提示文:
——
犬は庭につないで家の番をさせるために飼うもの、猫はネズミ捕りをさせるために飼うもの。そのような考え方をしていたのも、今は昔の話で、現在は動物愛護後進国と揶揄されることのある日本でも、家族の一員としてペットを迎える人が増えてきました。

しかし、その一方で問題となっているのが、あまりにも距離が縮まったことにより、ペットの病気が人間に伝染る“ズーノーシス”の恐怖です。

犬や猫以外にも、ウサギやハムスター、鳥からもうつるものがあるズーノーシスの中から、特に危険なものを13種類紹介していきます。

 

動物と人間の共通感染症・ズーノーシスとは?

人間と動物の共通感染症の歴史は深く、人が家畜の飼育を開始した時から現在に至るまで、ずっと問題視されていたと言います。

その歴史は、犬が最も古くて2万年前から、牛が1万年前、豚が8000年前、鶏が5000年前からです。しかし、昔は動物の病気が人間にうつるという認識が無かったことから、悪魔の祟りなどで突然具合が悪くなると考えられていました。

人間と動物の間に共通で感染する病気があるというとに初めて着目したのは、イギリスの医師のジェンナーでした。

1796年にジェンナーは、当時猛威を振るっていた天然痘が、牛の病気である牛痘と関係があると考えました。そして、牛痘を用いて天然痘のワクチンを作ったことが、予防接種の始まりとされます。

これにより天然痘による死亡率は大きく低下し、多くの命が救われました。そして、動物から人間に感染する病気があると知られるようになりました。
——
課題一覧:
(a) ズーノーシスに関する提示文によると、ジェンナーが天然痘と関係があると考えた牛の病気は何ですか。
(b) ズーノーシスに関する提示文において、昔の人々が突然具合が悪くなることを悪魔の祟りなどと考えていた理由を、1～3文で説明してください。
(c) ズーノーシスに関する提示文を、最後の文の後から書き継いでください。

抽出情報:
——
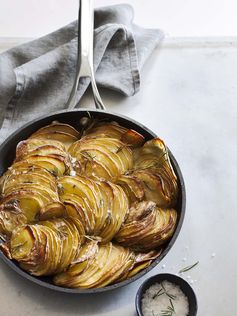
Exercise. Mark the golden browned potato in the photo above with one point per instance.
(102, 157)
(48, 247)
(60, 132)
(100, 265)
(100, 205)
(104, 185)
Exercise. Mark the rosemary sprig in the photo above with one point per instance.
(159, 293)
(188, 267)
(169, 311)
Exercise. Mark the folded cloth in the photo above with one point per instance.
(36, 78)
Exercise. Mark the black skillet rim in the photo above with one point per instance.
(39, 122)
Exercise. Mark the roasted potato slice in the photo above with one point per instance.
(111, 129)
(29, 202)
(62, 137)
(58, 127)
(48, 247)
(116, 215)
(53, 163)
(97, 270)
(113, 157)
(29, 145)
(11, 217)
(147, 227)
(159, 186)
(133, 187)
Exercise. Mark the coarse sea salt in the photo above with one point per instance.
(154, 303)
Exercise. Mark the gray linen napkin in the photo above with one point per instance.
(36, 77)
——
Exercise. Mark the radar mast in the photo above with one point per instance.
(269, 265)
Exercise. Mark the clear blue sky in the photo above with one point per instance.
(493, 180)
——
各課題の解答:
(a) 牛痘です。

(b) 昔は、動物の病気が人間にうつるという認識が無かったためです。

(c)
現在、確認できているだけで人間と動物の共通感染症・ズーノーシスは、837種もあり、その中で危険度が高いものだけでも122種~166種もあると言われています。

そして日本国内でも、その半数の80種前後が問題視されているのです。

 

ペットからうつる危険な病気① ブルセラ症

ブルセラ症は、ペットの犬や家畜から感染する共通感染症です。羊やヤギ>牛>豚>犬の順番で、病原性が強くなります。

犬のブルセラ症が人に感染しても、症状が現れないこともありますが、症状が出る時は1~3週間後、潜伏期間が長い時には数ヶ月後に突然発熱します。

風邪のように体の怠さを伴う症状が2週間~3週間、長い時では数ヶ月も続くとされます。そして、症状が重い場合は極度の倦怠感から、鬱状態になることもあるそうです。また、1回感染すると菌が細胞の中に入り込み、薬が効きにくくなると言います。

全国的な調査によると、ブルセラ症の菌を保有している犬は3%~4%とされ、犬はブルセラ症になっていても症状が現れないことがあるため、無症状の犬が菌をばらまいていることがあります。

感染経路は経口感染となるので、犬や家畜とのキスや、食べ物を口移しなどは避けるようにしましょう。

 

ペットからうつる危険な病気② レプトスピラ症

レプトスピラ症は、主にドブネズミが無症状で保菌しており、感染源となります。保菌者のドブネズミの尿から菌が排出され、この菌が水中でも生きられることから、水を介して犬や人間に感染します。

レプトスピラ症に感染した場合、5日~7日で発熱し、筋肉痛や嘔吐の症状が現れ、黄疸や腎炎による腎不全と言った症状が起こります。

そして、腎不全で体外に排出されるはずであった毒素が体内に溜まってしまい、尿が出ない状態が続いてしまうと最悪の場合は死に至るのです。

レプトスピラ症は、スピロヘータというらせん状の細菌がもととなって発症する病気です。スピロヘータは宿主のドブネズミの腎臓の中で増え、長期間にわたって尿の中に排出され続けます。

しかも、この菌は人間や犬などの動物の健康な皮膚に触れただけでも感染するという、恐ろしい特徴を持ちます。ほとんどの哺乳類に感染する恐れがあることから、注意が必要です。

引用元:https://idsc.niid.go.jp/

1940年代には、世界中で毎年1000人近くの人間の命を奪ったほど危険な病気とされたレプトスピラ症ですが、その後、衛生環境の改善とネズミの駆除が進むことで、発生数は激減しました。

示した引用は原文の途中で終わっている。